» Supplied records
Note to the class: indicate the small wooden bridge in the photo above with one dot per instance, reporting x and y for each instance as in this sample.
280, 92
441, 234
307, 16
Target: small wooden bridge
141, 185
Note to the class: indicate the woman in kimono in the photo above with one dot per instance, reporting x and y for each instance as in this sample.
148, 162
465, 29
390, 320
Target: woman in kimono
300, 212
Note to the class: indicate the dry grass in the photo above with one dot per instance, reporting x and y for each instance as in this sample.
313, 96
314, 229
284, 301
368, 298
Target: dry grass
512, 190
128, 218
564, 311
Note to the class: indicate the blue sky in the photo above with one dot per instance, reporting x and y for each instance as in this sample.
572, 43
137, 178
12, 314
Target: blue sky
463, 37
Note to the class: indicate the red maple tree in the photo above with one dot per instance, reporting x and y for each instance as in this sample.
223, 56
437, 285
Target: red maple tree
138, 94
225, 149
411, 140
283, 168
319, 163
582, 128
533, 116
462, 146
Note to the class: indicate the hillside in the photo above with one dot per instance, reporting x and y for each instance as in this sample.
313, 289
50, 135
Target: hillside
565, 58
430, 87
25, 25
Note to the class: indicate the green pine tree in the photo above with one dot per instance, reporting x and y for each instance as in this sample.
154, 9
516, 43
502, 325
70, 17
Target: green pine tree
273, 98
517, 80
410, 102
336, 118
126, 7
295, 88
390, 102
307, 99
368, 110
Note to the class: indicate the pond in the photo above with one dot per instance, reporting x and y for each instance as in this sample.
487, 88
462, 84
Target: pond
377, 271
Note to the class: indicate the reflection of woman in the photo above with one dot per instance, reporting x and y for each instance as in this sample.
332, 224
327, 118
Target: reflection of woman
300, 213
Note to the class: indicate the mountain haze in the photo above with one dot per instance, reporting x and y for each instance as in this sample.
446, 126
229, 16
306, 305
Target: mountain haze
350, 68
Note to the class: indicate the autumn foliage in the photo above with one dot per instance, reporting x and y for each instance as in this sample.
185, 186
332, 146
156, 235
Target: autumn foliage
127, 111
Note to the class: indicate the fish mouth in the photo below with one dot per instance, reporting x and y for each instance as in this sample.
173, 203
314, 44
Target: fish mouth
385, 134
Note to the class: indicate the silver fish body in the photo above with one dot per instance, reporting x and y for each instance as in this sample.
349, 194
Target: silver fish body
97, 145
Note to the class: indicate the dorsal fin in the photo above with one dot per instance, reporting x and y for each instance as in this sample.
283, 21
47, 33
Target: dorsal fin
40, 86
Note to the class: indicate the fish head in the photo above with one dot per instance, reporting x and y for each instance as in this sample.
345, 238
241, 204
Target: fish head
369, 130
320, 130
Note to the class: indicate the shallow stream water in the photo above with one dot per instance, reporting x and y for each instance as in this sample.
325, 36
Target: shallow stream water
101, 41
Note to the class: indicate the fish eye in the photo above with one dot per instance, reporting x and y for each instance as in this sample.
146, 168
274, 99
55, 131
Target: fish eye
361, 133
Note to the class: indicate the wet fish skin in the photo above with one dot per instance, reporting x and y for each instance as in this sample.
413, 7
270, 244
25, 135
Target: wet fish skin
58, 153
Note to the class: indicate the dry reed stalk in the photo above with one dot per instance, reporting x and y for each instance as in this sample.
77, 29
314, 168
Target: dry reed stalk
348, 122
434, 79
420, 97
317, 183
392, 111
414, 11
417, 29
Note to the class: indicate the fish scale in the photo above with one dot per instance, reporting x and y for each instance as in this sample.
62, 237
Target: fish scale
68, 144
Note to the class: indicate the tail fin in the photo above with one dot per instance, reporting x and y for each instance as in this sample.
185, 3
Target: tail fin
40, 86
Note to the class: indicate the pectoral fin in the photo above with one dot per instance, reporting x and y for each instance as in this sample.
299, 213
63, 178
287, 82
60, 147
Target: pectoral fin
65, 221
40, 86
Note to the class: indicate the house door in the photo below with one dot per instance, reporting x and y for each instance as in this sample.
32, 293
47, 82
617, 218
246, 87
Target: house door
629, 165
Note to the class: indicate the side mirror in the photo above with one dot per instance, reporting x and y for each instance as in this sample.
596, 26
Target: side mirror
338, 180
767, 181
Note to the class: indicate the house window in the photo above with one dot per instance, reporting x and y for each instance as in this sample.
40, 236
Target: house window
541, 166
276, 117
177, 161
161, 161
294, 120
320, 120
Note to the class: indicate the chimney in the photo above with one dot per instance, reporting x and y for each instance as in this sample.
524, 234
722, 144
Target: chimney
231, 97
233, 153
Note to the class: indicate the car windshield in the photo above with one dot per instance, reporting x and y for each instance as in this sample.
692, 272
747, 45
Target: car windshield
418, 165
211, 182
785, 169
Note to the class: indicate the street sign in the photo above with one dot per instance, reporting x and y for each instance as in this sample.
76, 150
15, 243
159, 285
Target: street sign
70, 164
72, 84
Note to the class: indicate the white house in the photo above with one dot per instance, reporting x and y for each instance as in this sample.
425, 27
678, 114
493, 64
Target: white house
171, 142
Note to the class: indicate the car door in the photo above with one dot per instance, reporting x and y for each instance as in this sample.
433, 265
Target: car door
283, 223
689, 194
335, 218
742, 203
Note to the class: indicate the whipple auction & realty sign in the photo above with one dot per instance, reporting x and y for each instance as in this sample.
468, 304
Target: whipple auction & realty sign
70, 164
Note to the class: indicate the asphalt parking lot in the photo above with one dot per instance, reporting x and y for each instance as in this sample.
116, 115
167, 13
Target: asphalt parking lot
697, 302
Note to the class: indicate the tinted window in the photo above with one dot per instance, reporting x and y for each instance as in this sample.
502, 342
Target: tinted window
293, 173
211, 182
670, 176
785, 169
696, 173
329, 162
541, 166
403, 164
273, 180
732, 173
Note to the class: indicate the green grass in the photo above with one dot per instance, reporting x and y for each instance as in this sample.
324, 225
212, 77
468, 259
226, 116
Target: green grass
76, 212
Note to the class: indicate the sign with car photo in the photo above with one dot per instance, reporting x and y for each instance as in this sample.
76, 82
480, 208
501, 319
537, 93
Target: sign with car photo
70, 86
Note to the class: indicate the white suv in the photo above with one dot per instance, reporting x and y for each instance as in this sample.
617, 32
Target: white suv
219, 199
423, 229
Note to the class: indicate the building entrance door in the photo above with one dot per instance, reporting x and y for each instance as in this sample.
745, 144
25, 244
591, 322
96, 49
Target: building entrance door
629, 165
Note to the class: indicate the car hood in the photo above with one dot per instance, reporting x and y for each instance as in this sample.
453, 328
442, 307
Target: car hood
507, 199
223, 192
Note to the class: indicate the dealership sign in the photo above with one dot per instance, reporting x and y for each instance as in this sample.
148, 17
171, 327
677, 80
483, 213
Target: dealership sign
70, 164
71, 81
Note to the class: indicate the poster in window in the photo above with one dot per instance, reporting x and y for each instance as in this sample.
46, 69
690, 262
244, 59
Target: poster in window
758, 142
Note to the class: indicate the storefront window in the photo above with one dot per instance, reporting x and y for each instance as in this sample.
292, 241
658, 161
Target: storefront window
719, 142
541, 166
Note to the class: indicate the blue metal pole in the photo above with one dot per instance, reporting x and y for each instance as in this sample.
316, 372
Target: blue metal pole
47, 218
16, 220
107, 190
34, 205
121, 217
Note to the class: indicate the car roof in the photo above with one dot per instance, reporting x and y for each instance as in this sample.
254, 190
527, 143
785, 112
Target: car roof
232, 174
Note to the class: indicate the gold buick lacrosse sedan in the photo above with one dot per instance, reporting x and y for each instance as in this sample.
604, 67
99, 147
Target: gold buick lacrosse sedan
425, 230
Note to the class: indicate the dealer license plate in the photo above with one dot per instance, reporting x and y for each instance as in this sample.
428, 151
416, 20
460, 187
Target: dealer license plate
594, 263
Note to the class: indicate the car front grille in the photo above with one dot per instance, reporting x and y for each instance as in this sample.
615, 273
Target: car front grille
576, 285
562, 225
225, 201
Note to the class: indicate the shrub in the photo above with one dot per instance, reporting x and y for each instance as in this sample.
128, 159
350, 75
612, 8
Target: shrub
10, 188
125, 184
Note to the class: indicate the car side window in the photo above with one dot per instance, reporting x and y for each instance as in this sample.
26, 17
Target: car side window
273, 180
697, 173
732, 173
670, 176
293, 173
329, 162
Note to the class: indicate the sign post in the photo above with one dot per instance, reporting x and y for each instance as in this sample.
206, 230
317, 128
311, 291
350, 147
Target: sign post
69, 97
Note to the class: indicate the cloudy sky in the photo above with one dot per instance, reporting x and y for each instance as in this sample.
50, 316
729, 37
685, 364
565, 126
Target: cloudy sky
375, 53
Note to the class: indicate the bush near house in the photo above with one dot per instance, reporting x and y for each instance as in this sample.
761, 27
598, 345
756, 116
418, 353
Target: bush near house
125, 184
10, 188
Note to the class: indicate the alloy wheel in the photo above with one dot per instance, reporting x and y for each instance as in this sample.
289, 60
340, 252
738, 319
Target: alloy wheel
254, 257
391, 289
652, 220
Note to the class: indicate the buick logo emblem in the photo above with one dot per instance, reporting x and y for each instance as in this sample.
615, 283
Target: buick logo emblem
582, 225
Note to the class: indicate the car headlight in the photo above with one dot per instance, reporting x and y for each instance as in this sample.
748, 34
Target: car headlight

» Written exercise
Each line from the one containing "Note to the class: indicate the car side" to the end of the listing above should be copied exactly, and nothing else.

» Output for this exercise
Note to the class: indicate the car side window in the photo above with one dot per instance, reporting x and y for each instance as in this sample.
26, 17
Target: car side window
273, 180
697, 173
732, 173
670, 176
293, 173
329, 162
Note to the class: indicate the sign post in the photo above with one dot per instance, reporting x and y for each instance as in this sample.
206, 230
317, 128
311, 291
350, 147
Target: sign post
69, 97
Note to the class: indicate the cloudy sky in the photo above with one dot per instance, reporting x and y for each instance as in this sample.
50, 316
729, 37
685, 364
565, 126
Target: cloudy sky
375, 53
Note to the class: indicate the bush near house in the photo above with one dot per instance, reporting x and y for each instance as in this sample.
761, 27
598, 345
756, 116
418, 353
Target: bush near house
125, 184
10, 188
Note to the class: indicate the alloy wheel in the photo above with one dot per instance, reporting x and y for each instance as in this sample.
289, 60
340, 252
738, 319
Target: alloy wheel
254, 257
391, 289
652, 220
Note to the class: indicate the buick logo emblem in the photo above with one dot per instance, reporting x and y for each instance as in this sample.
615, 283
Target: buick logo emblem
582, 225
Note to the class: indicate the car headlight in the photo above with one dot per instance, reporting x and y for each instance as in this sample.
748, 34
Target: car headlight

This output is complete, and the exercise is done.